- [Extrait source]

Abailard est un des personnages les plus célèbres du moyen âge. La gloire qui environne son nom est principalement due aux agitations de sa vie, à ses malheurs, au dévouement d’Heloïse ; mais il y a aussi des droits par son génie, par ses travaux, par les grandes choses qu’il accomplit et l’influence qu’il exerça.

Il appartenait à cette chaîne de libres penseurs qui commence au Ixe siècle avec Scot-Érigène, et qui se continue à peu près sans interruption jusqu’aux temps modernes. Il reconnaissait que notre intelligence a des limites qu’elle ne peut sans présomption se flatter de franchir ; mais il croyait que dans les matières qui sont du domaine de la raison, il est inutile de recourir à l’autorité, in omnibus his quæ ratione discuti possunt non esse necessarium auctoritatis judicium. Il voulait même que dans les questions purement religieuses, la loi fut dirigée par les lumières naturelles. Suivant lui, il n’appartient qu’aux esprits légers de donner leur assentiment avant tout examen. Suivant lui encore, une vérité doit être crue, non parce que telle est la parole de Dieu, mais parce qu’on s’est convaincu que la chose est ainsi. Ajoutez qu’il admirait les philosophes de l’antiquité, comme aurait pu le faire un écrivain de la Renaissance. Il consacre plusieurs chapitres de son ouvrage de la Théologie chrétienne à louer leurs vertus, les préceptes de conduite qu’ils ont donnés, leur genre de vie, leur continence, leur doctrine ; il exalte l’humilité de Pythagore, il met Socrate au rang des saints ; il trouve que Platon donne une idée plus haute que Moïse de la bonté divine : Dixit et Moises omnia a Deo valde bona esse facta, sed plus aliquantulum laudis divinæ bonitati Plato assignare videtur.

- [Série d'exercices]
1. D'après l'extrait sur Abailard, avec quel penseur commence la chaîne de libres penseurs à laquelle il appartenait ?
2. Dans l'extrait sur Abailard, recopiez le passage qui commence par « Abailard est un » et se termine par « l’influence qu’il exerça. ».
3. Les affirmations suivantes concordent-elles avec l'extrait sur Abailard ? Répondez par oui ou par non et citez les mots qui le prouvent.
(a) Abailard jugeait nécessaire de recourir à l'autorité dans les matières qui relèvent de la raison.
(b) Abailard met Socrate au rang des saints.
(c) Abailard estime que Moïse donne une idée plus haute que Platon de la bonté divine.

- [Données enregistrées]
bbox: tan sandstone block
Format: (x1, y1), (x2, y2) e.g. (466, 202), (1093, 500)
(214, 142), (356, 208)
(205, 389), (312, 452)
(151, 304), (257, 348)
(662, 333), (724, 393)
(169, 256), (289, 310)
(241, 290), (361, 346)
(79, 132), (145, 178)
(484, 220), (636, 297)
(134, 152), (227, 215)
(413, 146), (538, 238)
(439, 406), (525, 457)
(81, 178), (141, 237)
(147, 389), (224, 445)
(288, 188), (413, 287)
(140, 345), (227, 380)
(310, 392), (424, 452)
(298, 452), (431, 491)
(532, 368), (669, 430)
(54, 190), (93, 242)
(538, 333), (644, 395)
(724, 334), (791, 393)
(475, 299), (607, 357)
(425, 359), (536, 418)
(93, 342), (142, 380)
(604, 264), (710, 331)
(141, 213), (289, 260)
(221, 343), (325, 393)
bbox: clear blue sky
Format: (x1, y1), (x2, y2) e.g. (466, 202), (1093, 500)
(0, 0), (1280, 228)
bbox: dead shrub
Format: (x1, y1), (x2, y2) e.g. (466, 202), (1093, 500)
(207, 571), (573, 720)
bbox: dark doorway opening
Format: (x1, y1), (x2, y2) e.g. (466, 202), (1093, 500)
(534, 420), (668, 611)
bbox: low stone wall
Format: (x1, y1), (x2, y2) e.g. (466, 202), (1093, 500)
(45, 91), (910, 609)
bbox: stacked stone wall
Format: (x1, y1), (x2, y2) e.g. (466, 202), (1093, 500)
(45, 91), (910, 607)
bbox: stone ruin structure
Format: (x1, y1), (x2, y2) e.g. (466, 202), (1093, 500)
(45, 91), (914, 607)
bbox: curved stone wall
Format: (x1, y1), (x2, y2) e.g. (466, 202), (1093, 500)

- [Corrigé]
1. Avec Scot-Érigène.

2.
Abailard est un des personnages les plus célèbres du moyen âge. La gloire qui environne son nom est principalement due aux agitations de sa vie, à ses malheurs, au dévouement d’Heloïse ; mais il y a aussi des droits par son génie, par ses travaux, par les grandes choses qu’il accomplit et l’influence qu’il exerça.

3.
(a) Non : « il croyait que dans les matières qui sont du domaine de la raison, il est inutile de recourir à l’autorité ».
(b) Oui : « il met Socrate au rang des saints ».
(c) Non : « il trouve que Platon donne une idée plus haute que Moïse de la bonté divine ».